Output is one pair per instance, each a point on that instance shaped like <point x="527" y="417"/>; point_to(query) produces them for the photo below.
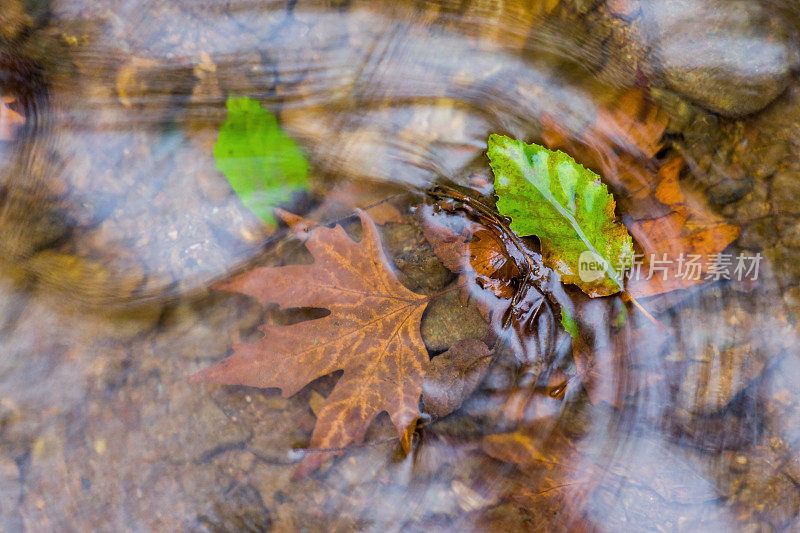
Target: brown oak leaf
<point x="687" y="232"/>
<point x="372" y="334"/>
<point x="665" y="218"/>
<point x="557" y="479"/>
<point x="10" y="120"/>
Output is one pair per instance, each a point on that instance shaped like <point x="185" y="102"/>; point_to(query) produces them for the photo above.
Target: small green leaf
<point x="263" y="165"/>
<point x="569" y="323"/>
<point x="548" y="194"/>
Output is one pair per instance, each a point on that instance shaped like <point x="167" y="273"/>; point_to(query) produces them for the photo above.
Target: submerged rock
<point x="732" y="58"/>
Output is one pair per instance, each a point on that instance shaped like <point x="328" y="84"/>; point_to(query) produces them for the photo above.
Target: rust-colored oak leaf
<point x="372" y="334"/>
<point x="557" y="478"/>
<point x="664" y="218"/>
<point x="686" y="232"/>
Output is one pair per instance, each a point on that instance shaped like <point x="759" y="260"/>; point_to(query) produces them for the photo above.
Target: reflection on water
<point x="115" y="222"/>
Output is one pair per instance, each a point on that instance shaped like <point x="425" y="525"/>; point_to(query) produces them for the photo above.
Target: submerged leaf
<point x="263" y="165"/>
<point x="567" y="207"/>
<point x="372" y="334"/>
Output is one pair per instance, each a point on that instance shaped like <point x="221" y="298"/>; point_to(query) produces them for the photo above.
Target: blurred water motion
<point x="115" y="222"/>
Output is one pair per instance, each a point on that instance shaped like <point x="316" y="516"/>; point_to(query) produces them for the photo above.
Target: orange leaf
<point x="10" y="120"/>
<point x="372" y="334"/>
<point x="661" y="216"/>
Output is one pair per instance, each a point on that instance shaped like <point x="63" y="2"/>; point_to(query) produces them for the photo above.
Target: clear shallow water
<point x="115" y="222"/>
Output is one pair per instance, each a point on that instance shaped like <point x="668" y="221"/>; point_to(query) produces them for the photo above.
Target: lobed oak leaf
<point x="372" y="334"/>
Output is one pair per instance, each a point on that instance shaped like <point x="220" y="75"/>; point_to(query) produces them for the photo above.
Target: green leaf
<point x="263" y="165"/>
<point x="548" y="194"/>
<point x="569" y="323"/>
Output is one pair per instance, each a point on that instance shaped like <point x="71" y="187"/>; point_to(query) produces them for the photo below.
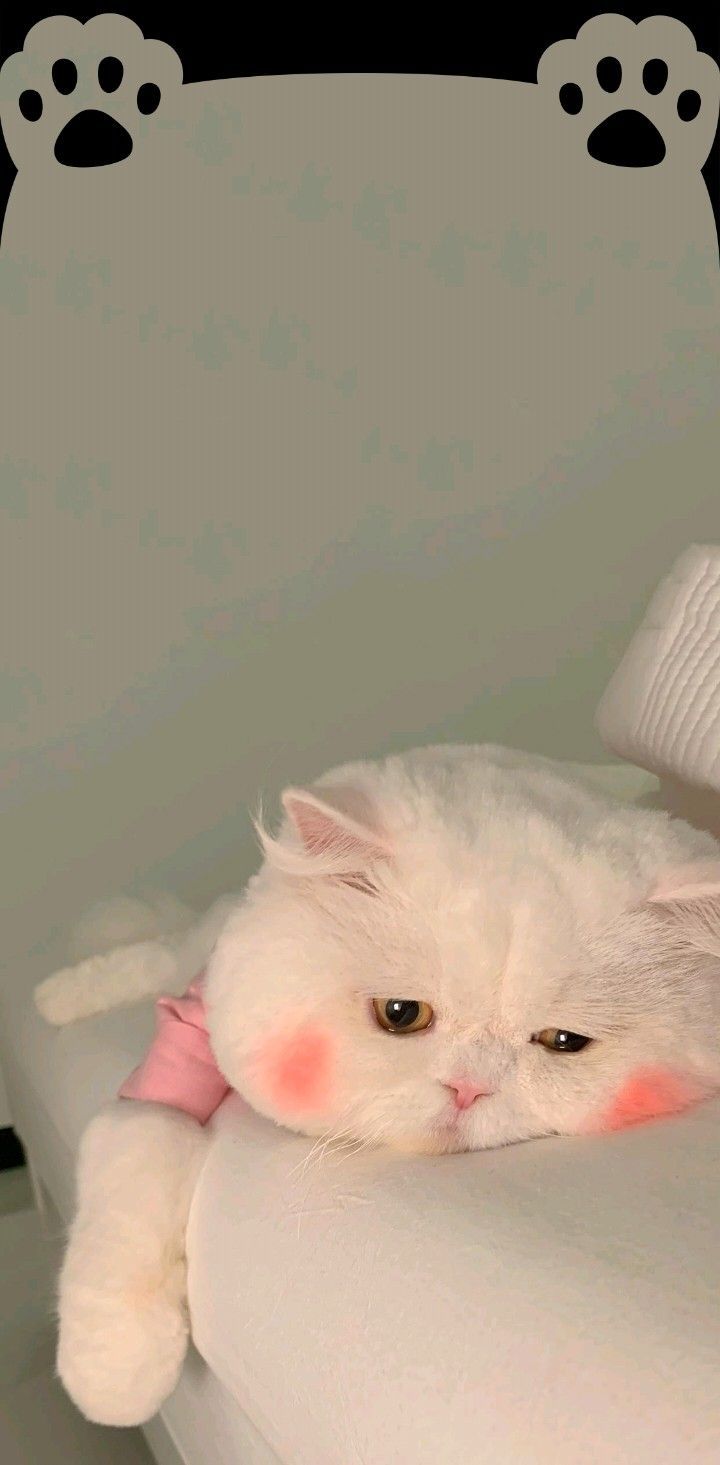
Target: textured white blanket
<point x="662" y="708"/>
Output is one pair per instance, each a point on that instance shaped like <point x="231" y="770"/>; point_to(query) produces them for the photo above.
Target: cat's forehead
<point x="489" y="938"/>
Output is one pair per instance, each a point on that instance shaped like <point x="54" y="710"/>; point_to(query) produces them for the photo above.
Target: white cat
<point x="456" y="948"/>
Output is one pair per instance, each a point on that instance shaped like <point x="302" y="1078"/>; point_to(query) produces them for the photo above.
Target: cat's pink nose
<point x="465" y="1093"/>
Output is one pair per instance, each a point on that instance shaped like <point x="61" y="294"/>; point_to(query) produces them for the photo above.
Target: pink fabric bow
<point x="179" y="1067"/>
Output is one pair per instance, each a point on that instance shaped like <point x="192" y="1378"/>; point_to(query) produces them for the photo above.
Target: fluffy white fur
<point x="490" y="884"/>
<point x="129" y="967"/>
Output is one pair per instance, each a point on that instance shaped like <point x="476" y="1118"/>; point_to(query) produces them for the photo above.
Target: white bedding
<point x="662" y="708"/>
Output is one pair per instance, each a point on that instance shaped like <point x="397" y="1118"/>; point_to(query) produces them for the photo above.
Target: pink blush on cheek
<point x="651" y="1093"/>
<point x="296" y="1070"/>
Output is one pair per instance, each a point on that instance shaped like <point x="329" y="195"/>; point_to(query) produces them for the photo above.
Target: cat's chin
<point x="446" y="1140"/>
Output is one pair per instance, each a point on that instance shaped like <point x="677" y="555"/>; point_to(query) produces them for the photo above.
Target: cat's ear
<point x="339" y="821"/>
<point x="339" y="835"/>
<point x="688" y="884"/>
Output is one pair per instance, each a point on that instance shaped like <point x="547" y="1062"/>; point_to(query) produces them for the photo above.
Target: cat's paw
<point x="122" y="1348"/>
<point x="81" y="94"/>
<point x="635" y="94"/>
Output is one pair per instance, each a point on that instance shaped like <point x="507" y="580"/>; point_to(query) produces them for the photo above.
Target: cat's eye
<point x="402" y="1014"/>
<point x="559" y="1040"/>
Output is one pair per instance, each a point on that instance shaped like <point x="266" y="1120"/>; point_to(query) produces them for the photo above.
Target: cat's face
<point x="440" y="974"/>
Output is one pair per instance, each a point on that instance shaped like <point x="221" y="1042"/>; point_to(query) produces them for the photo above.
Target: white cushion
<point x="555" y="1301"/>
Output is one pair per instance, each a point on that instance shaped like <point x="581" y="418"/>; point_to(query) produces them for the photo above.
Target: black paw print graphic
<point x="641" y="93"/>
<point x="78" y="93"/>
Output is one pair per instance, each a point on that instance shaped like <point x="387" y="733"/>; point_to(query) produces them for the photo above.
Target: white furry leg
<point x="122" y="1288"/>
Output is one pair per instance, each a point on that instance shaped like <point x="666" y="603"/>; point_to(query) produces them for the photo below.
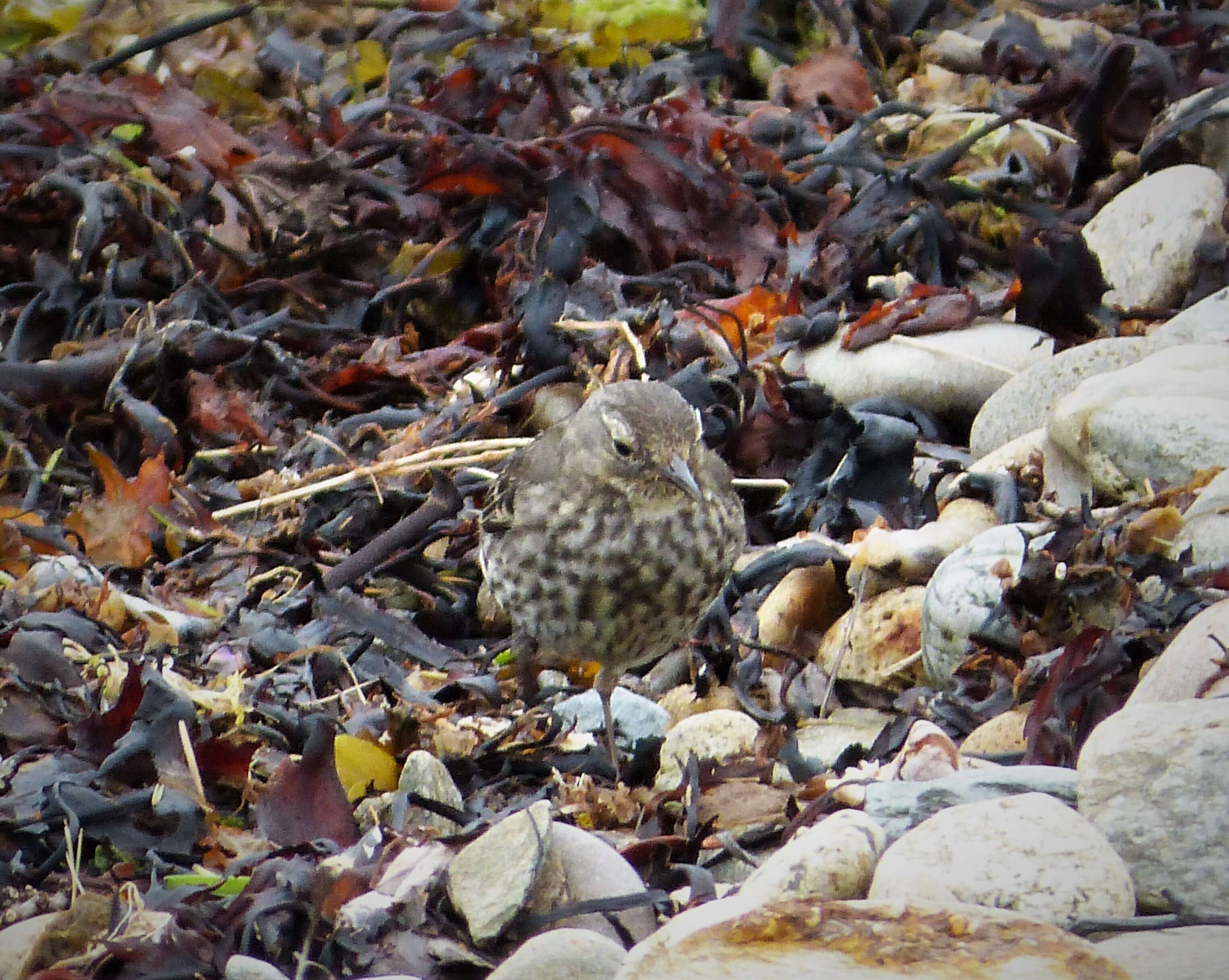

####

[Your instructions] Collect every line above that contains the word "green". Case counts.

[Result for this exercise]
Target: small green leaf
Target: green leaf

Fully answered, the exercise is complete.